>> BEGIN RECORDS FOR THIS EXERCISE
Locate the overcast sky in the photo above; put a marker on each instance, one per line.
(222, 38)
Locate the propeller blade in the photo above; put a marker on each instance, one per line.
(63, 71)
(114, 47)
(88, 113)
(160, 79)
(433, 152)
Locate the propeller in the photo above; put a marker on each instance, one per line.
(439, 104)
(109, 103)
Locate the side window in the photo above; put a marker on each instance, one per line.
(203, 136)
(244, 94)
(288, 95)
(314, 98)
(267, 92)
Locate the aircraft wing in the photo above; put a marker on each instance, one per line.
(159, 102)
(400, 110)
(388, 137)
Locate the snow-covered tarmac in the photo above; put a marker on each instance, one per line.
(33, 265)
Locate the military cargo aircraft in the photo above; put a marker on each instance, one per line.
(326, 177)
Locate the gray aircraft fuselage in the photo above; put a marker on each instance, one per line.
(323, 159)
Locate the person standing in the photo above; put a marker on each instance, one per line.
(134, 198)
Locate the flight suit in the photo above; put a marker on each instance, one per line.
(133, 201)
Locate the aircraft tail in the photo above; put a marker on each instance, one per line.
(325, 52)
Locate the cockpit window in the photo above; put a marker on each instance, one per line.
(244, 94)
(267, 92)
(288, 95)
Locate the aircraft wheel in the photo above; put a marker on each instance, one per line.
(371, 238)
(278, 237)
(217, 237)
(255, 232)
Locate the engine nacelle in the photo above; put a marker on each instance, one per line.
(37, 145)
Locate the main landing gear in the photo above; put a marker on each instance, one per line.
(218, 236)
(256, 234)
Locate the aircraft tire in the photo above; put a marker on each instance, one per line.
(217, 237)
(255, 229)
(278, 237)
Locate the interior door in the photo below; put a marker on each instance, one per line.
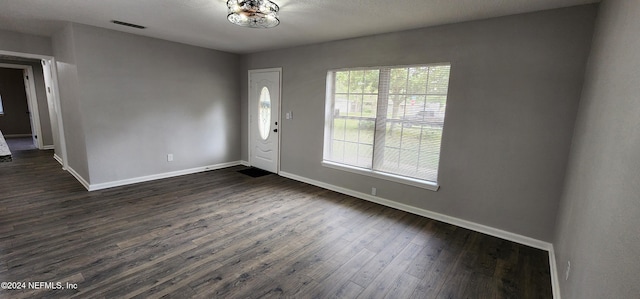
>> END RECORDS FOR THIS EXERCISE
TASK BRIEF >>
Pull out every line of the rows above that contains the word "aircraft", matching case exactly.

FINAL RESULT >>
Locate the aircraft wing in the photo above; put a marker on each instance, one per line.
Locate the military cargo aircraft in the photo above; put a marker on each instance, one per line.
Locate the gray aircraft fuselage in the photo above; put a marker on each instance, one per line.
Locate the aircraft tail in the photo above; put a marker on each instance, one per line.
Locate the aircraft wheel in the photo above; put a marker on each instance, one per line.
Locate the aircraft tire in the photo above; put a marker on each instance, one per line.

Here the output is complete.